**Goal of the exercise**
Please list every line of the entries below that contains the string "image", copying each such line in full. Case counts.

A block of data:
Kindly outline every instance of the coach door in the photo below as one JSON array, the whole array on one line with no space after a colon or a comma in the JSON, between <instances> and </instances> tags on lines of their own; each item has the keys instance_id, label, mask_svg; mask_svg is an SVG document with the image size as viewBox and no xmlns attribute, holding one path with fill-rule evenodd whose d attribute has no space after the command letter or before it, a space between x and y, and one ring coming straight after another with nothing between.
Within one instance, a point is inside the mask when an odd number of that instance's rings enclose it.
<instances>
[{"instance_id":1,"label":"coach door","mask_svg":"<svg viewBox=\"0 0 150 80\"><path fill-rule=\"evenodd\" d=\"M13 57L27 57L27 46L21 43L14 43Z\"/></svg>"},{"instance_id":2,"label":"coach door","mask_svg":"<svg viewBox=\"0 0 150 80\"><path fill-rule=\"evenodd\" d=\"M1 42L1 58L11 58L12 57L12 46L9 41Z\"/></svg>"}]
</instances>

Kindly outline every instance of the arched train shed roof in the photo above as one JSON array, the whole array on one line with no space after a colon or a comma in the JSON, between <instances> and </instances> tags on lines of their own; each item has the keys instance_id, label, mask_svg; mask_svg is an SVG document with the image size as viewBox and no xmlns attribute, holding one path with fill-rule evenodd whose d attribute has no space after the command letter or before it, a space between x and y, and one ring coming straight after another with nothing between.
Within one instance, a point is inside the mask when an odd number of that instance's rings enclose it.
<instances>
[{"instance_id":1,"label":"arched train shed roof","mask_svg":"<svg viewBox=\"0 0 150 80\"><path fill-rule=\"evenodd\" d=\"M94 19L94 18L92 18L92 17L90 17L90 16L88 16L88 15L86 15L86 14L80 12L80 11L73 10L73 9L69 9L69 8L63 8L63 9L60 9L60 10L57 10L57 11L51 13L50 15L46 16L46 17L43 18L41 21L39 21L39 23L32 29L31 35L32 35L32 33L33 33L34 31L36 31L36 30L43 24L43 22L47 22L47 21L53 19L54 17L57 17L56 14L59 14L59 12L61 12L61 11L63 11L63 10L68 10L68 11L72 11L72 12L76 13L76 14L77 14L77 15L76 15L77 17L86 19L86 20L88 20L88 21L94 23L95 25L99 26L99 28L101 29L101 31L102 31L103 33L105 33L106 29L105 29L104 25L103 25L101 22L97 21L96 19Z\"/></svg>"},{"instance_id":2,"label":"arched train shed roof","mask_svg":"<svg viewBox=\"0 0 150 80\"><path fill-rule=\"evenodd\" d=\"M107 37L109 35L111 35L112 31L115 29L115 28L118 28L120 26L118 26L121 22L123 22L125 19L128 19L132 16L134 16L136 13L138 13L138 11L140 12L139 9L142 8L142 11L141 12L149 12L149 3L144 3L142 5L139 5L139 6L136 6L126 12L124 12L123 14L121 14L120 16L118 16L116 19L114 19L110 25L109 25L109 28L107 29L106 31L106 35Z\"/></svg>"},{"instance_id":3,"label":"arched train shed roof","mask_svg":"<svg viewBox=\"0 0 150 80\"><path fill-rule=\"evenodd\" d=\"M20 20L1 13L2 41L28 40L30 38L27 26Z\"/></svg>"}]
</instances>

**Solution to this exercise**
Kindly outline every instance of the coach door in the photo below as one JSON array, the whole array on one line with no space after a colon or a comma in the JSON, between <instances> and </instances> tags on lines of their own; each item has the keys instance_id, label, mask_svg; mask_svg is an SVG document with the image size as viewBox and no xmlns attribute, holding one path with fill-rule evenodd whose d attribute has no space after the command letter or before it, a space between x and y, and one ring coming straight after another with nothing between.
Kindly outline every instance of the arched train shed roof in the photo above as one JSON array, the whole array on one line with no space after a colon or a comma in the JSON, between <instances> and </instances> tags on lines of their own; each item has the keys instance_id, label, mask_svg; mask_svg is an SVG document with the image size as viewBox and no xmlns attribute, holding one path with fill-rule evenodd whose d attribute has no space after the command letter or before it, a space between x and y, and one ring coming straight after another with nothing between.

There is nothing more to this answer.